## [ACTION ITEM]
Below are records that must be duplicated exactly.

## [THE DATA]
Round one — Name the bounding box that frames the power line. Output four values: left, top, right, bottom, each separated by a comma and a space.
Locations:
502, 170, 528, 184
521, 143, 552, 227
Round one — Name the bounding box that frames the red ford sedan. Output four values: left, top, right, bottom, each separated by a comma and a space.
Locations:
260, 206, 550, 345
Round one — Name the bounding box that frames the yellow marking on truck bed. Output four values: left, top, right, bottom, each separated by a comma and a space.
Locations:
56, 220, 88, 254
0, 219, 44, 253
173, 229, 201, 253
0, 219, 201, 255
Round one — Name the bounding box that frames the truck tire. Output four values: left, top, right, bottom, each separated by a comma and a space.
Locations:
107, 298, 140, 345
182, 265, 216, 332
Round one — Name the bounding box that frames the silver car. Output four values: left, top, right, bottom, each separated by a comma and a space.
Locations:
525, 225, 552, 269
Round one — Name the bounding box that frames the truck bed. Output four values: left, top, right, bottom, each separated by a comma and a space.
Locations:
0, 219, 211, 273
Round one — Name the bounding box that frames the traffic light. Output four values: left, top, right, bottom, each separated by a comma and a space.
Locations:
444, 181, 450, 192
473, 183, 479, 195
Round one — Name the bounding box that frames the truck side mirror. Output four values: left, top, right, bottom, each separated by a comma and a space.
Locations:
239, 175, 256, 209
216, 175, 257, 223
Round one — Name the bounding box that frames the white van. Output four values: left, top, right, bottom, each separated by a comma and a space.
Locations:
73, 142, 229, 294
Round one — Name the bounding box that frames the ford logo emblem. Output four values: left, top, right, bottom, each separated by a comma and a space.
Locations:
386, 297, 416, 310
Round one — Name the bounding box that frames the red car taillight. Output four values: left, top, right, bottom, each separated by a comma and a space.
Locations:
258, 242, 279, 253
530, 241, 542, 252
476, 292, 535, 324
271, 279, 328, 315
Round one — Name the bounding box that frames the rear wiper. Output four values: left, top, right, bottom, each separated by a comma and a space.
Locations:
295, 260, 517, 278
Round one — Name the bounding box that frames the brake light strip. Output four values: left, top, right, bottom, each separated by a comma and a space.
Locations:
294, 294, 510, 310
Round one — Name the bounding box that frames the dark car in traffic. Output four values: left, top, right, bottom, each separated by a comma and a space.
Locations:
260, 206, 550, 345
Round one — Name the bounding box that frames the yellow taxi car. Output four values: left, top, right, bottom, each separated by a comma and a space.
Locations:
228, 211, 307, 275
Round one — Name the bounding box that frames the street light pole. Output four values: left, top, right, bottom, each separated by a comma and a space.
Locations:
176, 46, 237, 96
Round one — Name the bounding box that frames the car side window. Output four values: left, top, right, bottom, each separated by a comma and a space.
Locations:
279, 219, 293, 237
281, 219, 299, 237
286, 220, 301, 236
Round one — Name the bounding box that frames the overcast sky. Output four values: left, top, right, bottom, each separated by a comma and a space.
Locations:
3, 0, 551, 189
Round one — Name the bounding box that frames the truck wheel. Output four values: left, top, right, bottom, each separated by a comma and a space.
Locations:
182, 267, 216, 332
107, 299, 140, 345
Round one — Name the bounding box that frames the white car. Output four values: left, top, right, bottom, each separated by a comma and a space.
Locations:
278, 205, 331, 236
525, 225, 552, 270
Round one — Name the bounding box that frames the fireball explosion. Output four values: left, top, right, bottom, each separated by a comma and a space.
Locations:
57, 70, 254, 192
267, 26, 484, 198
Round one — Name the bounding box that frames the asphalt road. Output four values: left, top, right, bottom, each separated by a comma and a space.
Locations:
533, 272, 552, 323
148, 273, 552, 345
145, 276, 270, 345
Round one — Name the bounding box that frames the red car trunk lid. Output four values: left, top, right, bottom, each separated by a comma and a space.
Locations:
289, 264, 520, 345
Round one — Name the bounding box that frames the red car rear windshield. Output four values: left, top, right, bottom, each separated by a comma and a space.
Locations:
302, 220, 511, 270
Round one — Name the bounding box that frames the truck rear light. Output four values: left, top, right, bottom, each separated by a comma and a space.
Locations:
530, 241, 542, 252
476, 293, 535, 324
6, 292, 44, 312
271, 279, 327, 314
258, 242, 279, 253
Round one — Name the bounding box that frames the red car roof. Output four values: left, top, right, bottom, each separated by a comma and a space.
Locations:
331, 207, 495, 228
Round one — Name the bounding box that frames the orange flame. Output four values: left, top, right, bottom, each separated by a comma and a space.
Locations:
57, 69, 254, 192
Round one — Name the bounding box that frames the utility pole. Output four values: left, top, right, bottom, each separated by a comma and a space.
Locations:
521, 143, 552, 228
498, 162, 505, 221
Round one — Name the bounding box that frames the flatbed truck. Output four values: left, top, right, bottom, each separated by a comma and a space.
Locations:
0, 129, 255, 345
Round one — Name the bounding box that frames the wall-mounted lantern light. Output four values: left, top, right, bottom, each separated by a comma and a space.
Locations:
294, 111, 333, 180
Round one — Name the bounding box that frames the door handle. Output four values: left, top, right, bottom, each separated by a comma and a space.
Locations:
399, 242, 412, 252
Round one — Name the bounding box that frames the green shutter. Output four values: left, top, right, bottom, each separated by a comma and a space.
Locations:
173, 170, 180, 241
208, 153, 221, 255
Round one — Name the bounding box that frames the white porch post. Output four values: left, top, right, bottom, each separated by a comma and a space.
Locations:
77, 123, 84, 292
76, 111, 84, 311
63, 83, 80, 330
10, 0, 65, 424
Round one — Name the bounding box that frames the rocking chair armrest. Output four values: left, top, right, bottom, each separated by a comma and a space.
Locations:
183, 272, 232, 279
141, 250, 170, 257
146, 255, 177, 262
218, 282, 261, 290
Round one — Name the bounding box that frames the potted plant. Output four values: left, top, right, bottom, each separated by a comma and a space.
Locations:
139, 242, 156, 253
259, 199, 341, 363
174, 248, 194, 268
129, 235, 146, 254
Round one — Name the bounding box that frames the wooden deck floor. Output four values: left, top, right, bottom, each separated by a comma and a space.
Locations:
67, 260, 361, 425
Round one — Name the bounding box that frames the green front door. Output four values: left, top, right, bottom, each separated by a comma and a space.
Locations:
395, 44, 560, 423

## [RESPONSE TO THIS TASK]
Round one — Name the bounding box that frames the power line. Output four values: left, top, right, bottom, each separated by a comma and a space.
Locations:
502, 170, 528, 184
521, 143, 552, 227
Round one — Name the bounding box that frames the red ford sedan. Output four values: left, top, right, bottom, each separated by a comma and a space.
Locations:
260, 206, 550, 345
Round one — Name the bounding box that frames the yellow marking on truck bed. Output four values: left, top, right, bottom, each separated by a comma and a space.
Locations:
56, 220, 88, 254
0, 219, 44, 253
173, 229, 201, 253
0, 219, 201, 255
Round one — Name the bounding box that frames the truck tire. Output four values: left, top, right, bottom, each separated by a comma and a space.
Locations:
107, 298, 140, 345
182, 265, 216, 332
Round one — Name the bounding box that frames the silver car. Output four values: left, top, right, bottom, each separated by a comma and a space.
Locations:
525, 225, 552, 269
Round one — Name the bounding box that frames the truck bed. Output four values: left, top, right, bottom, each separated by a comma and a space.
Locations:
0, 219, 211, 273
Round one — Name the bounding box that frames the traffic light. Output four values: left, top, right, bottom, each separated by a comma and a space.
Locations:
444, 181, 450, 192
473, 183, 479, 195
Round one — Name the bounding box that frames the truck side mirror. Output four values: left, top, right, bottom, each separated by a comma and a space.
Locations:
239, 175, 256, 209
216, 175, 257, 223
Round one — Name the bounding box that frames the white van. Output four values: left, top, right, bottom, each separated by a comma and a space.
Locations:
73, 142, 229, 294
Round one — Name the bounding box that frames the ford logo emblem. Output four values: left, top, right, bottom, each separated by a comma and a space.
Locations:
386, 297, 416, 310
Round one — Name the bounding box that frames the red car taillight. Output four values: left, top, right, bottom, each separated by a comma and a space.
Locations:
258, 242, 279, 253
530, 241, 542, 252
476, 292, 535, 324
271, 279, 328, 315
Round one — Name the bounding box that frames the rear wiper. Output four values: left, top, right, bottom, each separated by a comma and a space.
Locations:
295, 260, 517, 278
Round one — Name the bounding box that frames the brake light strip. Output four values: left, top, right, bottom, each separated by a comma and a space.
Locations:
294, 294, 510, 310
Round one — Name the bounding box that frames the dark car in traffic. Output four values: left, top, right, bottom, each separated by a comma and a space.
Locations:
260, 206, 550, 345
Round one — Name the bounding box that frames the yellow taxi car. Output four values: left, top, right, bottom, each separated by a comma and a space.
Locations:
228, 211, 307, 275
Round one — Name the bounding box that frames the street light pole. Output four values: left, top, right, bottom, each separated by a comma and a space.
Locations:
176, 46, 237, 96
Round one — Name the bounding box that frames the car side window. Output four values: left, top, right, bottom, each separated by a comma and a space.
Locations:
279, 219, 293, 237
281, 219, 299, 237
286, 220, 301, 236
Round one — Name the bounding box that frames the overcast sky. Output four values: left, top, right, bottom, each separated by a comma and a space.
Locations:
3, 0, 551, 189
Round one — Name the bounding box that frames the truck wheel. Output four values: left, top, right, bottom, each separated by a comma and a space.
Locations:
182, 267, 216, 332
107, 299, 140, 345
Round one — Name the bounding box that frames the white car. Output four values: left, top, right, bottom, each separated by a comma and a space.
Locations:
278, 205, 331, 236
525, 225, 552, 270
Round one — Name the bounding box that frames the fireball explosion. Output four values: left, top, right, bottom, each separated by a comma and a space.
Locations:
57, 70, 254, 192
267, 26, 484, 198
Round one — Name the bounding box that frames the asphalt road. Output four values: left, top, right, bottom, each separated by a comma and a space.
Locations:
533, 272, 552, 323
148, 273, 552, 345
145, 276, 270, 345
Round one — Name the bounding box that frames the red car trunk lid. Output four values: left, top, right, bottom, each separated by a comma and a space.
Locations:
289, 264, 520, 345
Round one — Name the bounding box that frames the red car rear windshield. Output four values: left, top, right, bottom, each separated by a comma and a space.
Locations:
302, 220, 511, 270
Round one — Name the bounding box that frames the truck rear light. Output four values: left, top, right, bottom, each separated by a comma and a space.
Locations:
530, 241, 542, 252
476, 293, 535, 324
6, 292, 44, 312
271, 279, 327, 314
258, 242, 279, 253
Round one — Name the bounding box that frames the red car roof. Output four values: left, top, right, bottom, each separated by a comma and a space.
Locations:
331, 207, 495, 228
Round one — Name the bounding box that frames the orange flame. Output four values: left, top, right, bottom, each separated by a comma and a space.
Locations:
57, 69, 254, 192
Round one — Name the bounding box that frames the utility pole. Output four values: left, top, right, bottom, each separated by a comma and a space.
Locations:
521, 143, 552, 228
498, 162, 505, 221
Round one — Name the bounding box that frames the flatbed truck. Output four values: left, top, right, bottom, each separated by a comma and a space.
Locations:
0, 129, 255, 345
Round one — Name the bounding box that frames the wall-mounted lantern light. Output four values: left, top, right, bottom, each separated by a comma and a space.
Locations:
294, 111, 333, 180
Round one — Name the bounding box that frames the door handle. Output four values: left, top, right, bottom, each separated by a comma and a space.
Locations:
399, 242, 412, 252
Round one — Name the bounding box that frames the green shutter. Output four values: left, top, right, bottom, each separated by a comma and a space.
Locations:
173, 170, 180, 241
208, 153, 221, 255
Round one — Name the bounding box that frames the white porch post. Output four values: left, top, right, bottom, each separated by a comma and a space.
Locations:
77, 123, 84, 292
76, 111, 84, 311
63, 83, 80, 330
10, 0, 65, 424
Round one — Name the bounding box that frames the rocking chair armrest. Output four values: left, top, right, bottom, each separated by a comma and a space.
Locations:
183, 272, 232, 279
141, 250, 170, 257
146, 255, 177, 262
218, 282, 261, 290
Round one — Name the bounding box that frames the potted plant. Output four values: left, top, right, bottom, each separated by a comma and a space.
Locations:
139, 242, 156, 253
259, 199, 341, 363
174, 248, 194, 268
129, 235, 146, 254
Round one — Name the bounding box that frames the wooden deck floor. Output four values: left, top, right, bottom, each separated by a comma and a space.
Locations:
67, 260, 361, 425
Round one — Name the bounding box that frames the green front door. Output four values: left, top, right, bottom, each separated by a comma and a space.
Locations:
395, 44, 560, 423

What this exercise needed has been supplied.